━━━ SOURCE DOCUMENT ━━━
Sabermetric Research: "The Cheater's Guide to Baseball," and Bonds/steroids evidence?

A reader of this blog sent me a copy of Derek Zumsteg's "The Cheater's Guide to Baseball," on condition that I write about it. So here you go. And I'm happy to report that it's a fine book.

Zumsteg takes us through many different kinds of cheating, even kinds that aren't cheating at all (like heckling and the hidden-ball trick). We get a good explanation of the 1919 Black Sox, and I learned about some groundskeeper shenanigans that I'd never heard of before. For instance, Cleveland's Emil Bossard would water down the infield when a ground-ball pitcher was scheduled to start for the Indians, so that opposition balls would die in the soggy ground.

The book is written in a friendly, easy style. Zumsteg usually sticks to the issue at hand, but, just when you least expect it, he'll throw in some pretty good sarcasm, and then get serious again. It works very well, not just because he's genuinely funny, but because you is sarcasm is so well-directed, you feel you can trust him on the other stuff.

Zumsteg gives himself freer rein in the little boxes that dot the book. He mocks Pete Rose's evasions with an imaginary conversation after you've just videotaped Pete hitting your car:

"You hit my car."
"No, I didn't."
"Yes, you did. I was right here. You slammed right into it."
"I don't know what you're talking about."
"I have video footage of your car ramming mine."
"I wasn't driving."
"You're clearly visible in the tape."
"Maybe that tape's from some other car I hit, I don't know."
"You can see today's newspaper on the dash of my car."
"Maybe it was some guy who looks like me."
"When you got out of your car, your wallet flopped open to your driver's license."
"I don't know why you're persecuting me like this. I don't deserve this kind of treatment."
"You hit my car!"

Readers who didn't understand the Pete Rose situation before reading this, should now have a pretty vivid idea of Rose's attempts at spin. Especially since most of us have had this kind of argument with some idiot or other.

As far as sabermetrics is concerned, there's one major study (which I'll talk about in a bit) and a bunch of claims that would be interesting to follow up on. For instance, Ichiro Suzuki is very particular about the moisture content of his bats. An academic study found that a dry bat could have a one percent increase in performance over a bat with a higher moisture content. I don't know what that means, but, if it means that a batted ball would go 1% farther, that's a huge advantage for Ichiro, or anyone.

Also notable:

-- Jamie Moyer is credited with being able to work an umpire, by arguing "as if he's giving the umpire a shoulder massage ... he pumps the umpire for information on balls ("Too low?" Ump nods. "Okay.") as he works out what can and can't get called a strike that day."

-- The Twins experimented with the Metrodome ventilation system, trying to get air currents running out when the Twins were at-bat, and running towards the batter when the opposition was at bat.

-- According to Baseball Prospectus, umpire Chuck Meriwether "was about two and a half times more likely than Mike Everitt" to call a base stealer out. Also, according to Zumsteg, "Derek Jeter is a master of the graceful-looking fake tag."
━━━
■ **COMPLETE THE FOLLOWING**
1: List every person the book review names by both first and last name.
2: According to the book review, what did Emil Bossard do when a ground-ball pitcher was scheduled to start for the Indians?
3: Please rewrite the book review's paragraph beginning "As far as sabermetrics is concerned" in fewer words, keeping its main facts.
The material that comes next is separate from the book review.
━━━ MATERIAL SUPPLIED ━━━
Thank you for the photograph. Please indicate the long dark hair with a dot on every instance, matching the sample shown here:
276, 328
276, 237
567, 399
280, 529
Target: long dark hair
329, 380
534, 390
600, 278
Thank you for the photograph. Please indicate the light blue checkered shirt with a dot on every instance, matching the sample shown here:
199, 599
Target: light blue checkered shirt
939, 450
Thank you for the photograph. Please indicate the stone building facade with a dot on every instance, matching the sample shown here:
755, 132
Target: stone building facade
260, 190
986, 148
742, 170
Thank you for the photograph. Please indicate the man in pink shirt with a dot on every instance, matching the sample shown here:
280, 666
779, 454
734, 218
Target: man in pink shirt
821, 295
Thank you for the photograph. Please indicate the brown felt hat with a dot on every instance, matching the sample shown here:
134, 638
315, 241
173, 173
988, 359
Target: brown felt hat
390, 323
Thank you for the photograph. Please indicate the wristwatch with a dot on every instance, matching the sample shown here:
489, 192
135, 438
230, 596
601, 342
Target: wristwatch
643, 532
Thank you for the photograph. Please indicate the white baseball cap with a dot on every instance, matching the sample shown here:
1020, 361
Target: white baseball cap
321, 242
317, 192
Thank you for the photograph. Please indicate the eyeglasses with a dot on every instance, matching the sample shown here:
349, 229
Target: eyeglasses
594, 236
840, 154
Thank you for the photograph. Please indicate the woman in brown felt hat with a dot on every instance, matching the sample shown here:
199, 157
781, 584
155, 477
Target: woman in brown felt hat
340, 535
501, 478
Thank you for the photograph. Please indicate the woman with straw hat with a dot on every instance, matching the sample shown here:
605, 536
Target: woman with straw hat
━━━
■ **RESPONSES**
1: Derek Zumsteg, Emil Bossard, Pete Rose, Ichiro Suzuki, Jamie Moyer, Chuck Meriwether, Mike Everitt, Derek Jeter

2: He watered down the infield so that opposition balls would die in the soggy ground.

3: On sabermetrics, the book has one major study and many claims worth following up. Ichiro Suzuki, for example, is very particular about his bats' moisture content, and an academic study found a dry bat could perform one percent better than a moister one. If that means a batted ball travels 1% farther, it is a huge advantage.